Exercise data
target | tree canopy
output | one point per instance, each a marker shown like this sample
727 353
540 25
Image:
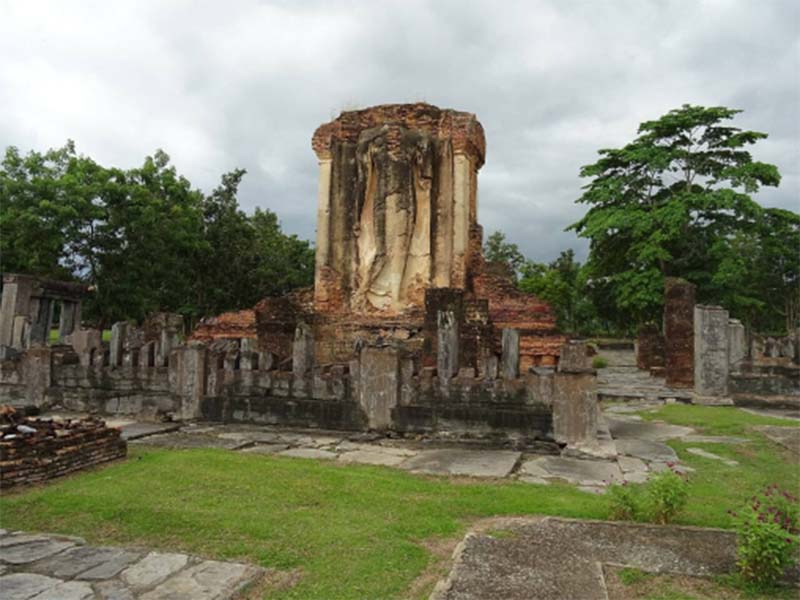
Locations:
677 201
144 237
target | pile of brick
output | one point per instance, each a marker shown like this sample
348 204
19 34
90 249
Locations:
36 450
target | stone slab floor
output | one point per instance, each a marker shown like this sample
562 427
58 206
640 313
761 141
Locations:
506 559
50 567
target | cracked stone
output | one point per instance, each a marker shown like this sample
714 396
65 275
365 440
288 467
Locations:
207 580
369 457
22 549
111 566
113 590
68 590
470 463
309 453
581 472
712 456
153 569
22 586
647 450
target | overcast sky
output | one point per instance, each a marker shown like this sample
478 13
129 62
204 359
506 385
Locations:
220 85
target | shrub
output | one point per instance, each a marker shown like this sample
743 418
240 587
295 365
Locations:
767 536
667 493
624 502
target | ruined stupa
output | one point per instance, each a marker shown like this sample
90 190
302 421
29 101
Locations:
398 239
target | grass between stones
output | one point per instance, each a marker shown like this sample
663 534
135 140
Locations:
349 531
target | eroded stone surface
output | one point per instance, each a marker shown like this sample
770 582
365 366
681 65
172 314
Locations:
646 450
152 569
86 572
23 549
573 470
712 456
643 430
469 463
23 586
309 453
209 579
372 457
556 559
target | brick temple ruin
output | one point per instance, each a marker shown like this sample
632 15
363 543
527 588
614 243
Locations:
407 328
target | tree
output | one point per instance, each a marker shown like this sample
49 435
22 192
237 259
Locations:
497 249
144 238
661 203
562 284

Objective
Switch "marker" to "dot" throughout the material above and write all of it out again, changing nothing else. Omit the pictures.

Task response
target | tree canopy
output | one point per instance, each a dot shown like this sample
727 353
540 25
Image:
Locations:
677 201
144 237
target | pile of brick
output | one point per instance, each a dot shown like this sample
348 204
19 34
90 249
Locations:
36 450
target | stone slab floor
output | one point per instance, each a dot shown like this sample
562 427
58 206
640 313
761 141
Locations:
506 559
50 567
target | cracked stone
output | one point per instance, each a dot shown like this sample
714 396
65 275
365 440
288 467
Locations:
207 580
369 457
22 549
111 566
113 590
68 590
470 463
309 453
581 472
712 456
153 569
22 586
647 450
target | overcast sky
output | one point per instance, each a dot shown like this sample
478 13
129 62
204 359
506 385
Locations:
220 85
target | shrub
output | one point per instance, each a dot shown like this sample
743 418
240 587
295 365
Locations:
767 536
667 493
624 502
target | ruined stupa
output | one point per instance, each a dot shown like this sample
90 190
302 421
29 101
Locations:
398 239
target | grass between stones
output | one point per instance, each a dot shown like this sample
663 534
135 140
Locations:
349 531
target | eroded stone surface
output | one point per instance, each a dot shown like this sample
770 582
365 366
681 65
172 314
Locations:
646 450
152 569
86 572
23 549
573 470
712 456
643 430
469 463
23 586
309 453
209 579
372 457
556 559
target | brick temple ruin
output | one point per instance, each a dot shown like this sample
632 15
363 543
527 588
614 243
Locations:
407 328
target | tree
output | one point per instance, each a dot shown like this sample
49 435
22 192
237 259
Locations:
497 249
144 238
661 203
562 284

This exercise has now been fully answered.